### REQUIRED TASKS
1. In the ONET excerpt below, what is the Irish name of the annual Easter Sunday wreath-laying event?
2. Condense the paragraph of the ONET excerpt that begins "ONECONNECT is the quarterly magazine" into a shorter version that keeps its main facts.

===== EXCERPT PROVIDED =====

Every year on Easter Sunday ONET commemorates deceased members of the Irish Defence Forces with a wreath laying ceremony in Arbor Hill, Dublin, where the 1916 Easter Rising burial plot is located. This annual event is called (in Irish) Lá na bhFiann. The event is normally attended by over one hundred ex-servicemen and women who have served their country both at home and abroad on UN service as well as members of the Defence Forces, Government officials, the Lord Mayor of Dublin, and members of the general public.

==Membership and communication==
Membership of ONET is open to men and women who have served in the Permanent Defence Forces (PDF), Reserve Defence Forces (RDF), An Slua Muirí, An Fórsa Cosanta Áitiúil (FCÁ), Maritime Inspection, Local Defence Force (LDF), Local Security Force (LSF), Coast Watching Service, Construction Corps, Irish Red Cross, or Civil Defence providing such person has had at least one-years satisfactory service and has been honourably discharged. The charity operates on a not-for-profit basis and all funds collected through subscription are applied to the running of the charity and the maintenance and upkeep of the charities homes. To become a member of the company a person must be accepted as a member of a branch and must sign a written declaration of acceptance of the Memorandum of Association & Articles of Association and the Handbook of Rules. Since the year 2000 membership has grown from a low ebb of 1,250 members to its current standing of over 1,700 members some of whom are located overseas in the US, Canada and Australia. Branches are organised throughout Ireland with one Branch located in London. ONET also operates a 'National Branch' to cater for Ex-Servicemen and Women who do not live close to a Branch (this includes overseas members). The ONET web site contains an on-line form to join the Organisation which must be printed and forwarded to the company secretary.

ONECONNECT is the quarterly magazine which is published by the charity and distributed to its members by post. It is a topical journal that updates members on the charity's activities for the previous quarter and also informs them of upcoming events. The journal is also used to publish the annual accounts for the organisation prior to the Annual General Meeting as well as distributing nomination papers and ballot papers for board of directors positions.

==Uniform==
ONET members wear a distinctive uniform of Black Blazer with Branch Crest on the left breast, Charcoal Grey Slacks, White Shirt, Navy ONET Crested Tie, Black Shoes and Black Beret with ONET Cap Badge. There are two types of Branch Crest – plain embroidered cloth or Silk and wire. Either crest is acceptable. Medals awarded during service (including ONET service) are displayed on ceremonial occasions and are pinned over the left breast above the ONET Crest. Medals awarded to deceased family members may be worn over the right breast. ONET awards a service medal after three years and a service bar following seven years service with the company. Each Branch has an Irish National flag (Tri-Colour), Branch flag, which displays the ONET Company Crest and a UN flag, all of which are paraded when a local ceremony takes place. ONET is often called upon to perform ceremonial duties for fallen comrades at funeral ceremonies and Branches are frequently requested to take part in St. Patrick's Day Parades.

===== INPUT DATA =====

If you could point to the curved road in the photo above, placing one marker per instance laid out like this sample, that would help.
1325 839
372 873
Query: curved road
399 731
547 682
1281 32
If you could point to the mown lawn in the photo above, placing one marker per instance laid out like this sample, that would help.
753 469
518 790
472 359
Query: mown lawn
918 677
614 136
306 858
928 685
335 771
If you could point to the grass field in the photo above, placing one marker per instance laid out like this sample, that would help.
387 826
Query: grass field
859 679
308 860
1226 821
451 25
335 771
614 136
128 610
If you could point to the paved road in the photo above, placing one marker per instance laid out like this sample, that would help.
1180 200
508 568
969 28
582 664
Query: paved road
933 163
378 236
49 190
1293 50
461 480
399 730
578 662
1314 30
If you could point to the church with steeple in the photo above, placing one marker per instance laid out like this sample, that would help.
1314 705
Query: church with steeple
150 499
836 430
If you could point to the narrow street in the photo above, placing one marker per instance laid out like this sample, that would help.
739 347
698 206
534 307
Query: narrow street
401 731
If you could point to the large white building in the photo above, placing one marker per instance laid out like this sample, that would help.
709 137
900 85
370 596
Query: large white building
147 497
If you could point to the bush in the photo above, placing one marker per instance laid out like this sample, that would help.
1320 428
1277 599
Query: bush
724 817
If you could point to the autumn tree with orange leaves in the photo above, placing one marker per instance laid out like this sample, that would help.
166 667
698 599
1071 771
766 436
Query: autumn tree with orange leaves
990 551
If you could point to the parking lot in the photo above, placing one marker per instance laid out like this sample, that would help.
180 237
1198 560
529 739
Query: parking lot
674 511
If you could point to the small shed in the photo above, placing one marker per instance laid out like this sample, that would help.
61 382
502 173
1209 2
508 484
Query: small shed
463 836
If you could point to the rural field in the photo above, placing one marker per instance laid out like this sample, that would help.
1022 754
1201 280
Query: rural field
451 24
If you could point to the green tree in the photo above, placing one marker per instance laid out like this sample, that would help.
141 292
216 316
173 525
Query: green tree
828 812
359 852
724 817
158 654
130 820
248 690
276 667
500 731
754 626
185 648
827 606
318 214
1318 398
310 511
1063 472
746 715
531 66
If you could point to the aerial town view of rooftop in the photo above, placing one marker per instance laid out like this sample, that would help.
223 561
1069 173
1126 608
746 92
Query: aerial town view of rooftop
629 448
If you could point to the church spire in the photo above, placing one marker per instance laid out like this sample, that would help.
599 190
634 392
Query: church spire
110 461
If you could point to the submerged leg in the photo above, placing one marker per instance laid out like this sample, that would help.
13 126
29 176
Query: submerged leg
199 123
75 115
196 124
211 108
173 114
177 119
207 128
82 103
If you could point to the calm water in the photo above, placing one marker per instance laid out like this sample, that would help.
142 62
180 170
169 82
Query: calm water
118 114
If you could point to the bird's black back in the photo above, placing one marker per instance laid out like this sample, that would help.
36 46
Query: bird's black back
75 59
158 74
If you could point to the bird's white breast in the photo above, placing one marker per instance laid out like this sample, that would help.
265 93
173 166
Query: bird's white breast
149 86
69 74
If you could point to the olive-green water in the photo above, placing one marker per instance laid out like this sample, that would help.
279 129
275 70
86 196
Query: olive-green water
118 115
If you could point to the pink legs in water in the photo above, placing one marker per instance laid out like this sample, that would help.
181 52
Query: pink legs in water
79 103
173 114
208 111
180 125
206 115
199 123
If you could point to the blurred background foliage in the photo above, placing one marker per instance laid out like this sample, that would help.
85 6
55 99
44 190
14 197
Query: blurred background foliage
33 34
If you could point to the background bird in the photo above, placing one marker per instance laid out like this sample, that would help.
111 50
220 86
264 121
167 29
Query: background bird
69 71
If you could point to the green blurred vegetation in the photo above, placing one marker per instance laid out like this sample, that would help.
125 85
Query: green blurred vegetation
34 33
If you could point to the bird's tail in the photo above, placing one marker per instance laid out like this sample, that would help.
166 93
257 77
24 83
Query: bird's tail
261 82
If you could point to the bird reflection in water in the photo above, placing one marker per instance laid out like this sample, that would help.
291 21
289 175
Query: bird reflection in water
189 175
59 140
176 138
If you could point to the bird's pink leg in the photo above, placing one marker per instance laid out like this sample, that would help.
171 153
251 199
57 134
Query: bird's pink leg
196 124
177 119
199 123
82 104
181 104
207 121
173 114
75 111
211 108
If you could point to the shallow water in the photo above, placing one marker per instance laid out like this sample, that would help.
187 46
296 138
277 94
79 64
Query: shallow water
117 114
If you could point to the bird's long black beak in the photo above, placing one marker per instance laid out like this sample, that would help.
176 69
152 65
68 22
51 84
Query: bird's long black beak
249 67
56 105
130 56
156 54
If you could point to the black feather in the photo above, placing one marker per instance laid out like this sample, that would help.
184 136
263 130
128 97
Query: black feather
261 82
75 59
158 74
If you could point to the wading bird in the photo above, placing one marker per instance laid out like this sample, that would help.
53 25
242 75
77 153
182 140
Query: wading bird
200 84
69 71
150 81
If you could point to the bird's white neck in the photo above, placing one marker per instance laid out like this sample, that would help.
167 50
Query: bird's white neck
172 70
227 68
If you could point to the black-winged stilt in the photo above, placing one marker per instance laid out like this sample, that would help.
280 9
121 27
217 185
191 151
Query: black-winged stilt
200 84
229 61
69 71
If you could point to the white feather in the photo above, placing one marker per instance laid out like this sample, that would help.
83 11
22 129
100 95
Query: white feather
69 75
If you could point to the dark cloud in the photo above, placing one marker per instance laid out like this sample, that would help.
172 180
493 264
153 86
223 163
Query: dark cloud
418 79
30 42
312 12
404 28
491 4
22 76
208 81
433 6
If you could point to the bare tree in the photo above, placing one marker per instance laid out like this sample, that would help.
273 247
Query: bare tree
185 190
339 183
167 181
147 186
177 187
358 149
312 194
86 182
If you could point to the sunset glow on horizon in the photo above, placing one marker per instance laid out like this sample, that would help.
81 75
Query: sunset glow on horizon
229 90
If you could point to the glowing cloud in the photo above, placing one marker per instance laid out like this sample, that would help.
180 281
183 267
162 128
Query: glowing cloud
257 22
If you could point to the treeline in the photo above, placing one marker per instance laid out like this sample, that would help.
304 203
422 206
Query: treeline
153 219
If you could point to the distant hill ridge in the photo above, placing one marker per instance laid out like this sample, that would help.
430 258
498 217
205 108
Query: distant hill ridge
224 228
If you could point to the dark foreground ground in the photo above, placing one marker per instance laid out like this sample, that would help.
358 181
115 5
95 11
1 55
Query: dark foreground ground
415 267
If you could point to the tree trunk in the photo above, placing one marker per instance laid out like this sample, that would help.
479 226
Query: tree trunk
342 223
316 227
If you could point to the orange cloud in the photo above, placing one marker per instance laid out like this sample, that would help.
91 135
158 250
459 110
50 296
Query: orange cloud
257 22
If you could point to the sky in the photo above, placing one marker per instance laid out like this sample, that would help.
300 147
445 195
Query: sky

=====

### TASK-BY-TASK OUTPUTS
1. Lá na bhFiann.

2. ONECONNECT, the charity's quarterly magazine, is posted to members. It reports on the previous quarter's activities, announces upcoming events, publishes the annual accounts before the Annual General Meeting, and distributes nomination and ballot papers for board of directors positions.